A polícia já apreendeu bebidas vendidas na adega para perícia, mas a origem das garrafas contaminadas ainda não foi determinada. Amigos e familiares aguardam respostas e alertam sobre os riscos do consumo de álcool sem procedência garantida.
Bebidas contaminadas com metanol foram responsáveis pela morte de duas pessoas em São Paulo, uma terceira morte está sendo investigada.
Reprodução/TV Globo/Fantástico
O que diz a Secretaria Estadual da Saúde
“O Centro de Vigilância Sanitária (CVS) do Estado de São Paulo informa que, desde junho deste ano, foram confirmados seis casos de intoxicação por metanol, dos quais dois resultaram em óbito — um em São Bernardo do Campo e outro na capital.
Atualmente, há dez casos sob investigação com suspeita de intoxicação por consumo de bebida contaminada, na capital.
O CVS está apoiando e monitorando o trabalho dos Municípios na fiscalização dos estabelecimentos de comércio de bebidas (distribuidoras, bares etc.) envolvidos na comercialização e distribuição dos produtos contaminados. O CVS reforça que o consumo de bebidas alcoólicas de origem clandestina ou sem procedência confiável representa risco à saúde, já que podem conter substâncias tóxicas.

» **LISTAGEM DE DADOS**
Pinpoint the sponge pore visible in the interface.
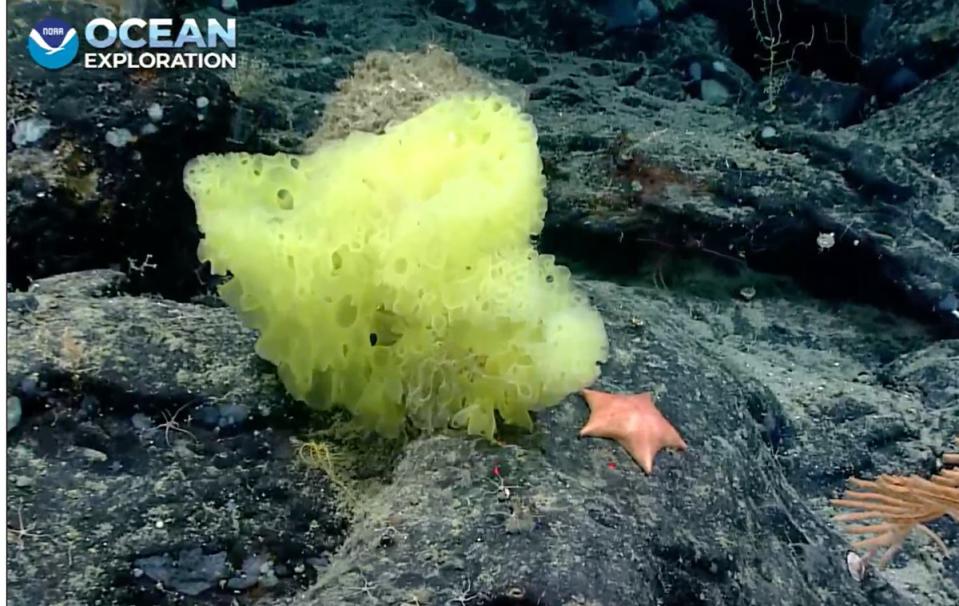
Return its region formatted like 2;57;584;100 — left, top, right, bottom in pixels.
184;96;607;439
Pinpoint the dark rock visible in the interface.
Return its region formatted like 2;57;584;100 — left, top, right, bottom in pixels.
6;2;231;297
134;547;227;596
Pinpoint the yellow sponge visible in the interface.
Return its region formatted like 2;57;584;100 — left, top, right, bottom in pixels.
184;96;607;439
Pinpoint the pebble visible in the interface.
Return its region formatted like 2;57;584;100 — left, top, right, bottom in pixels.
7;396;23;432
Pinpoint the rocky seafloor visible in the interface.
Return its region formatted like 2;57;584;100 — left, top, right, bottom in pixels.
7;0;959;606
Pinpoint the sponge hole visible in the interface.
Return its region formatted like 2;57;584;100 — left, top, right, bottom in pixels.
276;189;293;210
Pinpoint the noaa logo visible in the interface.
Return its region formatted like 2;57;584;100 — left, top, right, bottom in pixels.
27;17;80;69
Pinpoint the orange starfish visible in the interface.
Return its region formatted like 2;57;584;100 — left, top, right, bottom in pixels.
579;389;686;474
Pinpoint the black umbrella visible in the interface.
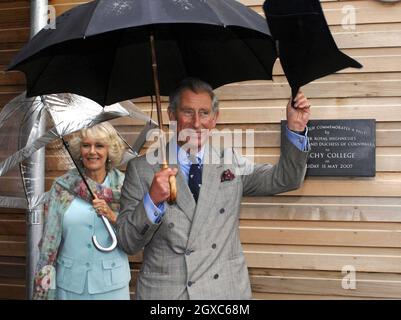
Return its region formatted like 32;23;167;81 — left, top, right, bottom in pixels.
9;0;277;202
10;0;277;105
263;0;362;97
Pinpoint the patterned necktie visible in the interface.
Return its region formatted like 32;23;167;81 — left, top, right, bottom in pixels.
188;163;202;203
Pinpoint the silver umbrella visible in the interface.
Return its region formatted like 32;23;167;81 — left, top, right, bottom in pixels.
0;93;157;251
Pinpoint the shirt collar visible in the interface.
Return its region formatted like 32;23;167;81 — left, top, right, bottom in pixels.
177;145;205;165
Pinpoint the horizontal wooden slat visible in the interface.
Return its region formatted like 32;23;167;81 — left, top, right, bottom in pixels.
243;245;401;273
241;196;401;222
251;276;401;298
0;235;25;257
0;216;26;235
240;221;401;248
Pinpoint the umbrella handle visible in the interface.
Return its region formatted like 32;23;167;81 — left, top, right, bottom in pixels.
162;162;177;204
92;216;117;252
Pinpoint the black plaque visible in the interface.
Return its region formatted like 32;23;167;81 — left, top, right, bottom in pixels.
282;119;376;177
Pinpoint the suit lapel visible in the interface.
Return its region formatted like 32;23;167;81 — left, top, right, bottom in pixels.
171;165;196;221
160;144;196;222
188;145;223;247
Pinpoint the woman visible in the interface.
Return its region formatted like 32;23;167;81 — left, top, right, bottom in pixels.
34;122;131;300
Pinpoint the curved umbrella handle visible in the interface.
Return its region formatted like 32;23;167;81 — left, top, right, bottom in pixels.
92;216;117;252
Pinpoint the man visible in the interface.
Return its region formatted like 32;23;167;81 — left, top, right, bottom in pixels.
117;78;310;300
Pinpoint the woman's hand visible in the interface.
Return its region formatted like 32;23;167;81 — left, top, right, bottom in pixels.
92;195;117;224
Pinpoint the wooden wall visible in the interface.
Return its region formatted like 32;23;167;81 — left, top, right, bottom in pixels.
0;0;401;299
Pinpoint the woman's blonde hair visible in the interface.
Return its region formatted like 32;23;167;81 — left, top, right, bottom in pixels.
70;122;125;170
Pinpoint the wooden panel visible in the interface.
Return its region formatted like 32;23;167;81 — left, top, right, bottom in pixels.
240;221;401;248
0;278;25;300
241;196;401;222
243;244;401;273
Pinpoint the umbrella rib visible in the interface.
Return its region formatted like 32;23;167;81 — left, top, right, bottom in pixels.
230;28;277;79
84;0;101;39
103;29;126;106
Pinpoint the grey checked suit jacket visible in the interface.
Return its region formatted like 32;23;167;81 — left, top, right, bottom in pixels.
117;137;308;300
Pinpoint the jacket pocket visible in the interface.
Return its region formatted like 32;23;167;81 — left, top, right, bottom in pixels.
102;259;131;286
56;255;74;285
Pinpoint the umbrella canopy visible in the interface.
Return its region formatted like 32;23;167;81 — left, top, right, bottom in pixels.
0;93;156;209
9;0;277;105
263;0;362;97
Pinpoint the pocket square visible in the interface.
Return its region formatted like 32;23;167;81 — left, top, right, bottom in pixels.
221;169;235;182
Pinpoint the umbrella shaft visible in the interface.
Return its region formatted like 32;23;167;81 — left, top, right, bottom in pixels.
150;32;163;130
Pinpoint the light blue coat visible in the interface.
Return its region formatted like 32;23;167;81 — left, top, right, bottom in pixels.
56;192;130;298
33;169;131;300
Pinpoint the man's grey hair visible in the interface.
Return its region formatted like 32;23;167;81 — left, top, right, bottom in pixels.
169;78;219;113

» **A TAREFA**
Segundo o trecho sobre as bebidas contaminadas com metanol, quantos casos de intoxicação por metanol o Centro de Vigilância Sanitária confirmou desde junho?

» **SOLUÇÃO COMENTADA**
Seis casos.